- **Requirement**: Report every line in the records below that contains the word "painted".

- **Dataset content**:
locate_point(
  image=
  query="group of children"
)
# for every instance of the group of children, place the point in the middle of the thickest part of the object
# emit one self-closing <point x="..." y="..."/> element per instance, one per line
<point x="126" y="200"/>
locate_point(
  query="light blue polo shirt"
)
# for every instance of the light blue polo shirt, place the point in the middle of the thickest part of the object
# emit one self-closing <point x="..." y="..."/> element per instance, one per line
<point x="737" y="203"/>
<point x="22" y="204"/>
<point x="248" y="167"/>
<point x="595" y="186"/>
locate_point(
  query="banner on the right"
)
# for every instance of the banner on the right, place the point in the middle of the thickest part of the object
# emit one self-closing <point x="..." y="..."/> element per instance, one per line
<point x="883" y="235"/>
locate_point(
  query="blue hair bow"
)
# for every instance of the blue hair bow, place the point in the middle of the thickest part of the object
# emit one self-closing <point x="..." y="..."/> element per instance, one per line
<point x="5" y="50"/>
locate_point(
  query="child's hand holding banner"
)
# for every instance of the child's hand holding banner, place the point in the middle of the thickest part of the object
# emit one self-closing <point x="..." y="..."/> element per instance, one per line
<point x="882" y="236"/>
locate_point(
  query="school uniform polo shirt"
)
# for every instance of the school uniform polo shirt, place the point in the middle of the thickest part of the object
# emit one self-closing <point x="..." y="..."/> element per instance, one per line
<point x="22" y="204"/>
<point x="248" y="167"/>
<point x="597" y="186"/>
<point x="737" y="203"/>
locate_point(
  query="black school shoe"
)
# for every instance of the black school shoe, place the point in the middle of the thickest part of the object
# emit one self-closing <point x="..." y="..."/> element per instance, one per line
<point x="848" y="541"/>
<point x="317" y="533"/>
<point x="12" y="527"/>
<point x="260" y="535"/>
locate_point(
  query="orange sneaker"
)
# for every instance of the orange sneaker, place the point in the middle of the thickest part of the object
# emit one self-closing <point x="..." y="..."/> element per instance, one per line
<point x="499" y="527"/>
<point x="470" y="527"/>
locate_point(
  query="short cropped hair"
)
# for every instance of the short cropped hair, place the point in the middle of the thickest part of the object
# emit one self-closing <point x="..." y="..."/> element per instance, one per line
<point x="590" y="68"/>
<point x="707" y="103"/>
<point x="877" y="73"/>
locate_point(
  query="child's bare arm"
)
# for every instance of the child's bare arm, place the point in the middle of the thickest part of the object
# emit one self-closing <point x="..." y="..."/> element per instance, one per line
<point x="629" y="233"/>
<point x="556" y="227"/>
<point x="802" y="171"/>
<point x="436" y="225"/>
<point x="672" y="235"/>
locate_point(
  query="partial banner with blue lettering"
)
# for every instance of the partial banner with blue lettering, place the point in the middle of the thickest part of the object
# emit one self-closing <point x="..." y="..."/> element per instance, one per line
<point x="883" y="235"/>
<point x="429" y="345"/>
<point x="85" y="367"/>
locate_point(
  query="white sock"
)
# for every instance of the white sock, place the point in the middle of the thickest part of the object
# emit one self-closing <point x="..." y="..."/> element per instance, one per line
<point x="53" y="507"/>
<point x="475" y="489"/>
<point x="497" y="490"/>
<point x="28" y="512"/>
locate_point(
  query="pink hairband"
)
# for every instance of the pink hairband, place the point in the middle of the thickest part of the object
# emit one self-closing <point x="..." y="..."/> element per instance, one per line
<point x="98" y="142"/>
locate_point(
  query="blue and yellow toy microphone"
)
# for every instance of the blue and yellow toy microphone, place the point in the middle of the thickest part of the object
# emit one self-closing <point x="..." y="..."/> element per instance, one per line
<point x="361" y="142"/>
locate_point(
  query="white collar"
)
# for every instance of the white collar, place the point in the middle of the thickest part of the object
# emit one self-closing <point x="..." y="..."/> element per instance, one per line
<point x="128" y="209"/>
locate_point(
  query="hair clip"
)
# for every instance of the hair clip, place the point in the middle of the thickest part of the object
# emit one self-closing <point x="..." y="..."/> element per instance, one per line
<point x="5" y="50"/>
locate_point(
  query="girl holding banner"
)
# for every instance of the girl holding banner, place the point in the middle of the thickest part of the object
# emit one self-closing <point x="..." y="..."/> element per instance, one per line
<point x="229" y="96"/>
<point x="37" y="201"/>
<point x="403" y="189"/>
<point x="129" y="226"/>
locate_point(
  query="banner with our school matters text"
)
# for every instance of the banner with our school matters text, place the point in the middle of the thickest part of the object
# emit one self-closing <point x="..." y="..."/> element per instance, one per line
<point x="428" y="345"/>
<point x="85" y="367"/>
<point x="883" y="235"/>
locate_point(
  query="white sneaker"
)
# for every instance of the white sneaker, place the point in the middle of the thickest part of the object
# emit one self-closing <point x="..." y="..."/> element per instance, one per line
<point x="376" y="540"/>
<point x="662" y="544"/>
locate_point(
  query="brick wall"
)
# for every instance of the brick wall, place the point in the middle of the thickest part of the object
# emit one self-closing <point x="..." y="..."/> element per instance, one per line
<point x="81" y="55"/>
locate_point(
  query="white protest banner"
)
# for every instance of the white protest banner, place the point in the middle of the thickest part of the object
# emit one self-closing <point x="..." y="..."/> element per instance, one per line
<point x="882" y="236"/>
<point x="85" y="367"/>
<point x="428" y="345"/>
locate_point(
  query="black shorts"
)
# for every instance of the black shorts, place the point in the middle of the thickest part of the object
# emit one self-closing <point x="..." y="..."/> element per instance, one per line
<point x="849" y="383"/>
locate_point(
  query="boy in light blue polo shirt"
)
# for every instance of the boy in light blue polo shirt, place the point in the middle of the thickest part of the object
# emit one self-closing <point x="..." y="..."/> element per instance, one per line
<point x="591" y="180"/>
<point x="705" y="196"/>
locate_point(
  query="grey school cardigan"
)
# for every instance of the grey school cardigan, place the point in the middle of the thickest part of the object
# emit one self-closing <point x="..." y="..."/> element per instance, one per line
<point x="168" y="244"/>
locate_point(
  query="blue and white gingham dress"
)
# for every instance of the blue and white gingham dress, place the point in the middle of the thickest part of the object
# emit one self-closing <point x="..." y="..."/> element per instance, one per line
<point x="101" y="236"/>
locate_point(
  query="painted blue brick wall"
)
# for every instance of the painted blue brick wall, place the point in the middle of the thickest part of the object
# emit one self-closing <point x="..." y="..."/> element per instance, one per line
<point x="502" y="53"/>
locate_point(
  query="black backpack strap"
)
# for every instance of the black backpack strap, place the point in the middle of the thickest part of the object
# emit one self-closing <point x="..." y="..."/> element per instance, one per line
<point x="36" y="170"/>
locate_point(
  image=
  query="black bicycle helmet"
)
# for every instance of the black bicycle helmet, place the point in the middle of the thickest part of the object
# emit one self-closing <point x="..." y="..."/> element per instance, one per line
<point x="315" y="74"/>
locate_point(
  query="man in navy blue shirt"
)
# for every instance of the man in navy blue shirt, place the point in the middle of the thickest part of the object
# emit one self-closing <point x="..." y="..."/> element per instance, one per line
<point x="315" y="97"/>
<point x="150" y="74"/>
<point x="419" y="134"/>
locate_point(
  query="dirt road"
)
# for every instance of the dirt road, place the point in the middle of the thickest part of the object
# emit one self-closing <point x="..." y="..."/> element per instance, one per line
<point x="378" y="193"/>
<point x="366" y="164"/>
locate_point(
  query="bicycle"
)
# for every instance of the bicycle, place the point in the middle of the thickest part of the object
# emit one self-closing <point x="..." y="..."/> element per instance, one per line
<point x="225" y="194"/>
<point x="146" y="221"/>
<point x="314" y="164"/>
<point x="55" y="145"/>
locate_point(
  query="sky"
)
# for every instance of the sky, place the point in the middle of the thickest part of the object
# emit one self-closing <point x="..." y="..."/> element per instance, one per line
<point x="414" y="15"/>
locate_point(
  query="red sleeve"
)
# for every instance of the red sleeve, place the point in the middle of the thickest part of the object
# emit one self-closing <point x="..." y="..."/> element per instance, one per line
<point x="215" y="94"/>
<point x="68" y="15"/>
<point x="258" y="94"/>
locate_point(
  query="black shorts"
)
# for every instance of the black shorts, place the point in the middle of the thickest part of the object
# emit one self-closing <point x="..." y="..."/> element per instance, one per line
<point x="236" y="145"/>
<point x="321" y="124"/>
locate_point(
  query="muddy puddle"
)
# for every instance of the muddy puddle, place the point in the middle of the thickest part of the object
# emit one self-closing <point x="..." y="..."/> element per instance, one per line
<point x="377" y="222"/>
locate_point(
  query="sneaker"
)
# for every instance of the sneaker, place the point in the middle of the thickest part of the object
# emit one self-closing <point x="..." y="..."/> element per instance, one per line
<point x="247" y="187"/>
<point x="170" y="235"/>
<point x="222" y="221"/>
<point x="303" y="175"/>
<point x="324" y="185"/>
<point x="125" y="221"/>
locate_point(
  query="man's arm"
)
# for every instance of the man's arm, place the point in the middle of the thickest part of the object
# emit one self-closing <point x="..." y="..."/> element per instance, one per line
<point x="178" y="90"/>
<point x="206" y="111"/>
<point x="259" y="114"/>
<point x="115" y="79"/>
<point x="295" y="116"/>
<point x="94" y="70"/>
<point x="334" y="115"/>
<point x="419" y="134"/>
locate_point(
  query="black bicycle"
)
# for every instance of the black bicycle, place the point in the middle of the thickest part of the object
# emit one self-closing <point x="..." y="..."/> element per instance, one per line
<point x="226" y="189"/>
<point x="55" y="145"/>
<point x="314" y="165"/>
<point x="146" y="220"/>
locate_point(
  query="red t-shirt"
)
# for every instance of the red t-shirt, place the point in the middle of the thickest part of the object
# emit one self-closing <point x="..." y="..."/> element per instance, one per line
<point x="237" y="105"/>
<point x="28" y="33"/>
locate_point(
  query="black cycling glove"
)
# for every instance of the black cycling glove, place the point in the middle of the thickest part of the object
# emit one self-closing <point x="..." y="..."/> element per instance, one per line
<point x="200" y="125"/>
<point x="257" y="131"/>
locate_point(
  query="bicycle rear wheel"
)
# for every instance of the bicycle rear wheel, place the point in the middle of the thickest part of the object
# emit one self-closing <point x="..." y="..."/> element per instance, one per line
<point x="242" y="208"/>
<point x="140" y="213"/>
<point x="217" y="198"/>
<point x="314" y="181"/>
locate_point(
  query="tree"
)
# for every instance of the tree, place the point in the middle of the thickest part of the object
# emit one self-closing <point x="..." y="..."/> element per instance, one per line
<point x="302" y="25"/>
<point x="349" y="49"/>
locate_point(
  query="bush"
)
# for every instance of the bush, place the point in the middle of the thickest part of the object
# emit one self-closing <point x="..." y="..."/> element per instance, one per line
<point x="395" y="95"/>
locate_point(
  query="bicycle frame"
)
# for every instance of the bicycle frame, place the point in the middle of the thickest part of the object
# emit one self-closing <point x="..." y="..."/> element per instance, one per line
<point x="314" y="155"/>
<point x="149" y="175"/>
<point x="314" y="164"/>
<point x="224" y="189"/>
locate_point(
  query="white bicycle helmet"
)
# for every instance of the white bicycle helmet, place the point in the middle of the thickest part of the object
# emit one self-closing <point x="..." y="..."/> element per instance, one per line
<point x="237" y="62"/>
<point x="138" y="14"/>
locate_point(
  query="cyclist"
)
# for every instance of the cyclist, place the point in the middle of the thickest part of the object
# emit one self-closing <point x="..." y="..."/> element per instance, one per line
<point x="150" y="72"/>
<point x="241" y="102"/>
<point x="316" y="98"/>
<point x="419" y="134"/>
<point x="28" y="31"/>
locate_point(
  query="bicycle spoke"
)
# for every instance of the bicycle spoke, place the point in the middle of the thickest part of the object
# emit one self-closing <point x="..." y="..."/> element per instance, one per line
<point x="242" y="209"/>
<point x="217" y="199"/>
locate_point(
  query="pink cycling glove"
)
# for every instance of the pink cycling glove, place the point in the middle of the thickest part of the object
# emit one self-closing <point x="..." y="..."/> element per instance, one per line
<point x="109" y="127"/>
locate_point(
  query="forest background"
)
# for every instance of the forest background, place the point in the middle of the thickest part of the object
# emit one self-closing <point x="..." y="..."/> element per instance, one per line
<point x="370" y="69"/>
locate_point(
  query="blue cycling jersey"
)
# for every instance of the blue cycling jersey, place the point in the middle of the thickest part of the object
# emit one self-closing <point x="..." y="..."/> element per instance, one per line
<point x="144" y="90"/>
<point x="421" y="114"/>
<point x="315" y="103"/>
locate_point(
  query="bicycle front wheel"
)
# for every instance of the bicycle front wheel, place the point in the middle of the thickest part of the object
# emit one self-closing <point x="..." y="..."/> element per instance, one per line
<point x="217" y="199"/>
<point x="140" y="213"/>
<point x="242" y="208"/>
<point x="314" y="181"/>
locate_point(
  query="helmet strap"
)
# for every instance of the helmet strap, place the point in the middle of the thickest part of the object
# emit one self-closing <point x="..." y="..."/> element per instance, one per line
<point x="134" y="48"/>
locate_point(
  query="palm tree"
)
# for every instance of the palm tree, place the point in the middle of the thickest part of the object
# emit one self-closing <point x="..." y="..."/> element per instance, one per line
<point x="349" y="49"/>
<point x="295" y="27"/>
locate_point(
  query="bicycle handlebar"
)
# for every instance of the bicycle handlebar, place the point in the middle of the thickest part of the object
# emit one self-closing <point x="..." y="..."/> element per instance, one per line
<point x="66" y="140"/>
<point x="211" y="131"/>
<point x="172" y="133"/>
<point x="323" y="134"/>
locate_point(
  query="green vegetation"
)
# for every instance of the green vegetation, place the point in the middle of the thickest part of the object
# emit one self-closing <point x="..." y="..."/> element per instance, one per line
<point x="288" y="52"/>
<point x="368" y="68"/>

- **Answer in full**:
  query="painted blue brick wall"
# for every instance of the painted blue brick wall, place the point in the middle of the thickest part of the object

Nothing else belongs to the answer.